### STUDY MATERIAL
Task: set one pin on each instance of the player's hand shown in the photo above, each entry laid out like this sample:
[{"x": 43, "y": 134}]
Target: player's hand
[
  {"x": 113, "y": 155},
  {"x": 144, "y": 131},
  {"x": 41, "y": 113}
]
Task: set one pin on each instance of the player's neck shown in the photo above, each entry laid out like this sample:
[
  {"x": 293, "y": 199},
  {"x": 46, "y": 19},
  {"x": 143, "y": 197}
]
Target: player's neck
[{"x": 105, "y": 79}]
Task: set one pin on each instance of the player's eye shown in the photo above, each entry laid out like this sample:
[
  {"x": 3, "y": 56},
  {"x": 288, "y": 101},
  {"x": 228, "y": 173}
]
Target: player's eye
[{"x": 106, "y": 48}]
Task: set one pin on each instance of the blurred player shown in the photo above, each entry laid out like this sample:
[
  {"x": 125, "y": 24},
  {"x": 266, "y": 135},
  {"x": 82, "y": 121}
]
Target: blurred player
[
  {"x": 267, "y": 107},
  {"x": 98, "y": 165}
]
######
### STUDY MATERIAL
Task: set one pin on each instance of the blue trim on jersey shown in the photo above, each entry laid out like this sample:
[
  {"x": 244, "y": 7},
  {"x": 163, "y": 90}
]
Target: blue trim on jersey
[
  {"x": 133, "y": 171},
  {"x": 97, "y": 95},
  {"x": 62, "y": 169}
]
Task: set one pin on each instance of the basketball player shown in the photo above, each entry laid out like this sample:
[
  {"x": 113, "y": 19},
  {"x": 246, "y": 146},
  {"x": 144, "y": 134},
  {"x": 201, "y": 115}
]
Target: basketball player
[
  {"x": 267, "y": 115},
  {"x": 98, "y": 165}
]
######
| ABOUT THIS EXERCISE |
What lines above contain the string "shown"? Copy all of them.

| SOLUTION TO THIS EXERCISE |
Task: set one pin on each instance of the player's hand shown in the photo above, each entry laid out like this sample:
Task: set one pin on each instance of the player's neck shown in the photo above, each entry laid out like this sample:
Task: set one pin on each instance of the player's eye shown in the photo above, each entry laid out like this sample:
Task: set one pin on each instance of the blurred player shown in the photo above, each entry laid out like this sample:
Task: set one pin on each instance of the blue trim on jersey shown in the photo above, each entry laid out like this sample:
Task: set one pin on each instance of the basketball player shown in the photo above, each entry laid out like this sample:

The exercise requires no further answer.